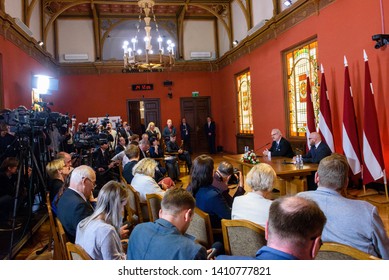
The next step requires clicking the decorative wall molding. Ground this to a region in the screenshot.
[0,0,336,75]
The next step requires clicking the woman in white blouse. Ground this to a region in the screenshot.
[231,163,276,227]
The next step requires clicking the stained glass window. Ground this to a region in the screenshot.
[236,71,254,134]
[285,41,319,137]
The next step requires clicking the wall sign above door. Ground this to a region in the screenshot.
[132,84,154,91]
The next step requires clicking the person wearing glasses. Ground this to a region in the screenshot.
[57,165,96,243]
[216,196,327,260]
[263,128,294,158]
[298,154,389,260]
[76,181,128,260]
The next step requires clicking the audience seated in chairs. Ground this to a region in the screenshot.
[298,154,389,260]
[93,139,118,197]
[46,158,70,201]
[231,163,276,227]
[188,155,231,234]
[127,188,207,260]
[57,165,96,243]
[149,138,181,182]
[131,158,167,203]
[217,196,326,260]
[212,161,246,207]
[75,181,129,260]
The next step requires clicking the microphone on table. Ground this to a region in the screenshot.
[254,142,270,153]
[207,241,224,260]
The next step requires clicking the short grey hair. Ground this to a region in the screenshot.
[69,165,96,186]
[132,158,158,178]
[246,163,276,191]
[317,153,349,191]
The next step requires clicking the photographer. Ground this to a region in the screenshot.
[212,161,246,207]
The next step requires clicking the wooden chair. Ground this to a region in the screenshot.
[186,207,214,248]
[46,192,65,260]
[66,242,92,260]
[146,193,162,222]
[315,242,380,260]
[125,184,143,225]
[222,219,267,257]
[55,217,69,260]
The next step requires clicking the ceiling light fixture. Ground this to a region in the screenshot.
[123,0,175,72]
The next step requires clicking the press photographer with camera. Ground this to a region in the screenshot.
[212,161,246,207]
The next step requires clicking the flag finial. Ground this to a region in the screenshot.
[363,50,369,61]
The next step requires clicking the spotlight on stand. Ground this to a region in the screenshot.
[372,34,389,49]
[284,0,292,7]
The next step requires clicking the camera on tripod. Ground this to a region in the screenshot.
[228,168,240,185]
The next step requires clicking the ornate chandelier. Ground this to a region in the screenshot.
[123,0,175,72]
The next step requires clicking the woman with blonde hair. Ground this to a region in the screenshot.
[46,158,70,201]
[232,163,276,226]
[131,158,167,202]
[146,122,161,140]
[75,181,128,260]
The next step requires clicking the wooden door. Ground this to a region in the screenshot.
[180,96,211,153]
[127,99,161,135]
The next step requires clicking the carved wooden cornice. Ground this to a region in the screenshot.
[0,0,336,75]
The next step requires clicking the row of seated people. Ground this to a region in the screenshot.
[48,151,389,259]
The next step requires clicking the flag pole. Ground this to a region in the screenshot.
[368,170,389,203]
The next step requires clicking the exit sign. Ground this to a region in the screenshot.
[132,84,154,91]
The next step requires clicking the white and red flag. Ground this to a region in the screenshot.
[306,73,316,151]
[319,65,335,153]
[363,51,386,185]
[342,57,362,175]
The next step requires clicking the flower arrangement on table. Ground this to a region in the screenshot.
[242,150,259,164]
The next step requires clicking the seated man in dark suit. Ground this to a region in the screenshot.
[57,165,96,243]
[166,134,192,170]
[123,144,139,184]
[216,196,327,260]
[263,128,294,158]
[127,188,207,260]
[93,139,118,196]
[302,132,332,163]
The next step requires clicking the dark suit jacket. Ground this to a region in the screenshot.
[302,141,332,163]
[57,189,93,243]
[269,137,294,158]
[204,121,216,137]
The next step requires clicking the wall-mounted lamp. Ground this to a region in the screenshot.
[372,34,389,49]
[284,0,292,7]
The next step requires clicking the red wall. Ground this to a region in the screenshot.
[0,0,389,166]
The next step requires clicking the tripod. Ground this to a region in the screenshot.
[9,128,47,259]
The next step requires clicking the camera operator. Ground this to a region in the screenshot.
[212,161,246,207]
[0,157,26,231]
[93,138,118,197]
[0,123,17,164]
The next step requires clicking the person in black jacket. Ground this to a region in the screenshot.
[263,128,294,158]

************

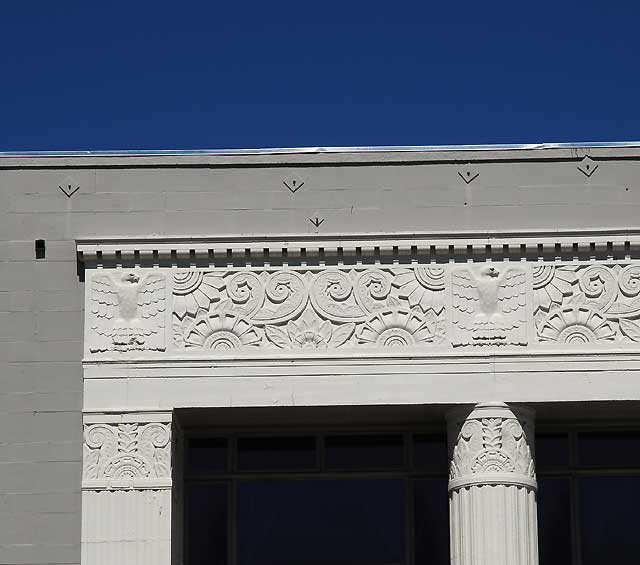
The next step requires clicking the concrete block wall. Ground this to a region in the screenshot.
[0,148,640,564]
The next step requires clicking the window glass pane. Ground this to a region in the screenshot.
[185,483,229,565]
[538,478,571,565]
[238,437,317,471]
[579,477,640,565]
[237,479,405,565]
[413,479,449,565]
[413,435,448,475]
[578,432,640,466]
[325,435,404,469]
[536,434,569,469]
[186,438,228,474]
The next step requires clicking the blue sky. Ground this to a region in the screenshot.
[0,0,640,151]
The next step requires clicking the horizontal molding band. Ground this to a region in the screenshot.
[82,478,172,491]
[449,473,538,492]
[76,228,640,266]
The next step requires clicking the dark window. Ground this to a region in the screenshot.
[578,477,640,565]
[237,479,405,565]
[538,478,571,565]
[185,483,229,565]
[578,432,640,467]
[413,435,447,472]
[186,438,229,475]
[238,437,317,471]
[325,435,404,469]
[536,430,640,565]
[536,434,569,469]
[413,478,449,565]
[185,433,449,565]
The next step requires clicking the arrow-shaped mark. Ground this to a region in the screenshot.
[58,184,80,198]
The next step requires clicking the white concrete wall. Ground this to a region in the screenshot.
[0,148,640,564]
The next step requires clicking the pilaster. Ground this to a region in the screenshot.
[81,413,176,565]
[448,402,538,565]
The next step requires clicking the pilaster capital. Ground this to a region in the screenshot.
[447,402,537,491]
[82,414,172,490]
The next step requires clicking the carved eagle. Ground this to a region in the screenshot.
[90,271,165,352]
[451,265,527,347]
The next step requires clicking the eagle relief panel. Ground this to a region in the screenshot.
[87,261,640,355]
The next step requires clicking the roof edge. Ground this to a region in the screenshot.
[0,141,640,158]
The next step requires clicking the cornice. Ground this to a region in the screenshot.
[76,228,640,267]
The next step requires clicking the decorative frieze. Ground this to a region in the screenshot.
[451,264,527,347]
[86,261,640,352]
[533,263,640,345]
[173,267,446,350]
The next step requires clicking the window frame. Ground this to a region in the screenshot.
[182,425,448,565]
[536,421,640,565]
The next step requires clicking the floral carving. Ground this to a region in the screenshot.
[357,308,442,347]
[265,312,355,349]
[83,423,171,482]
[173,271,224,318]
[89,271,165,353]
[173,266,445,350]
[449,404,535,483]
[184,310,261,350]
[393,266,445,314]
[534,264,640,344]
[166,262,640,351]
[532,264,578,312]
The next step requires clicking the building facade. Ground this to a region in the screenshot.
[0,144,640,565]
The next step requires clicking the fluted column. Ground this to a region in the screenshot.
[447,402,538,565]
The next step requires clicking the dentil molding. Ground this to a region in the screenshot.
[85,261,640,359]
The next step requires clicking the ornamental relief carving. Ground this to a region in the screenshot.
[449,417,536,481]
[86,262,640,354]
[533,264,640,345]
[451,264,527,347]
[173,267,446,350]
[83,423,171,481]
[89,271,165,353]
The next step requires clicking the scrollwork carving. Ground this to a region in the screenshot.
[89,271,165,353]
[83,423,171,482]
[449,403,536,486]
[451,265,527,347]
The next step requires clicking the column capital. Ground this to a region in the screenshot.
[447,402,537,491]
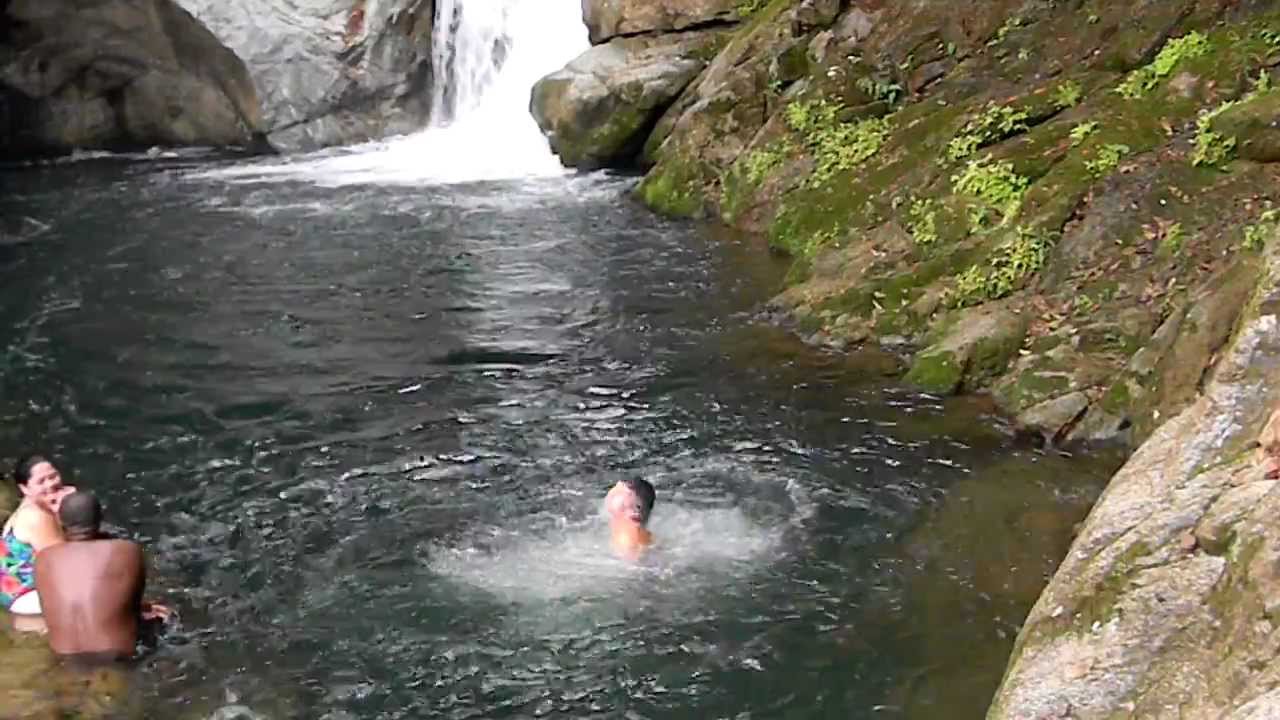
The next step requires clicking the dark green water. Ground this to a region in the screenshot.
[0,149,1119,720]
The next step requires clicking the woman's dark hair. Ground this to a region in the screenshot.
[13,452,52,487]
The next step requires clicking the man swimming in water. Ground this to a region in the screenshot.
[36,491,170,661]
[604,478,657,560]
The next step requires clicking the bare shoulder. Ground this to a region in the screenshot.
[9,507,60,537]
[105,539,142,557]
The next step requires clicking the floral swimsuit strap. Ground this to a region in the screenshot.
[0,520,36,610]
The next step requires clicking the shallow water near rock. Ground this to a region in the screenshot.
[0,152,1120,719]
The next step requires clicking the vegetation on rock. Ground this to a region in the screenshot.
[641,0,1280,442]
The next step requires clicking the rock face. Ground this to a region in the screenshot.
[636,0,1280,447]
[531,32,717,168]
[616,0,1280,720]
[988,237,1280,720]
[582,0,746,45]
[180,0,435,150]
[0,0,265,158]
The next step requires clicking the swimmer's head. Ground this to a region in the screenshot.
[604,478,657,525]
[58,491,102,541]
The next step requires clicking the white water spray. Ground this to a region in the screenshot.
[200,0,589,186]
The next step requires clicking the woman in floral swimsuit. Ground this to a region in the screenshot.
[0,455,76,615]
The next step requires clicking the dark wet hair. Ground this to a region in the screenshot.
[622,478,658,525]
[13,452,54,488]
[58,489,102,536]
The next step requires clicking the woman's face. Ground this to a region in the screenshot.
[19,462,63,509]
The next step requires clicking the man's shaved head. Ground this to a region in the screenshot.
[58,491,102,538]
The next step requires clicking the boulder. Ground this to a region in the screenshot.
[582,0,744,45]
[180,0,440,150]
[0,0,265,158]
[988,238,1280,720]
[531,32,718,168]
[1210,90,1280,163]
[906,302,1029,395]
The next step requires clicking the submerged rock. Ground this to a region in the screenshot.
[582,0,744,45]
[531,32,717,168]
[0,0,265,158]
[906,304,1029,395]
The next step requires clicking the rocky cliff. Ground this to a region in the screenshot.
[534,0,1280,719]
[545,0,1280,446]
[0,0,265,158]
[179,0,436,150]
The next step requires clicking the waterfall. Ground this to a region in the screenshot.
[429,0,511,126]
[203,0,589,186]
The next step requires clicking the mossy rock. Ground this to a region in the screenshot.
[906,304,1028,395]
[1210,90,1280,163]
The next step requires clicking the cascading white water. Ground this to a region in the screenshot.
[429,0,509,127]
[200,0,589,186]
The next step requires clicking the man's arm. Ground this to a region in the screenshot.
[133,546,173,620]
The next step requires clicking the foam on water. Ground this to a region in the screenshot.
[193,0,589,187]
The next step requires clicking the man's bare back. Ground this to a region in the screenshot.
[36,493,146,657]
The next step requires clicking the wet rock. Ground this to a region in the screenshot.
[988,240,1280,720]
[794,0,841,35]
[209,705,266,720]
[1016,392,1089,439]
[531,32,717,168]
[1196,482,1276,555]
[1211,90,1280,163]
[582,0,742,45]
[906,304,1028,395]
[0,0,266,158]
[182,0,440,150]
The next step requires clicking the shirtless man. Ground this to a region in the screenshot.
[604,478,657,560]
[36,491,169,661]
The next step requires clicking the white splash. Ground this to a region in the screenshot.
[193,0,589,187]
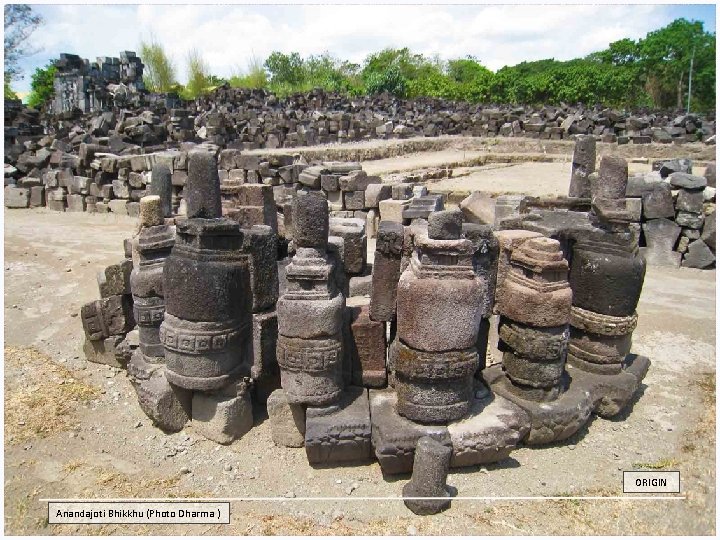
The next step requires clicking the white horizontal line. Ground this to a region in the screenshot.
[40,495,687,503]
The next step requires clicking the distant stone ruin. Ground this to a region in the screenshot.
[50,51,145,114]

************

**What to work on**
Scale the lines from the one containing "The next step requires clicking the window frame." up to and including the one containing "[447,402,538,565]". Write out each of those lines, requests included, multiplying every bounding-box coordinate in the answers by 1.9 and rounding to whole numbers with halves rounded up, and give only these lines.

**Output for this task**
The next step requires clicking the window frame. Ground this to a region in the screenshot.
[346,808,851,1074]
[1018,800,1216,1074]
The next step requires clicking the floral carving. Ground this to a region in the screenshot.
[678,585,840,659]
[504,593,675,663]
[158,804,325,916]
[329,515,426,604]
[169,515,314,671]
[329,505,846,665]
[853,768,1017,918]
[350,589,496,665]
[747,505,846,597]
[1015,502,1216,654]
[315,498,1216,667]
[1011,502,1098,593]
The next step requires clicking the building facade. Ground this to a region in the screenshot.
[0,274,1216,1074]
The next step requires clicking the fluted column. Ground this to a region in the screenshot.
[849,764,1022,1074]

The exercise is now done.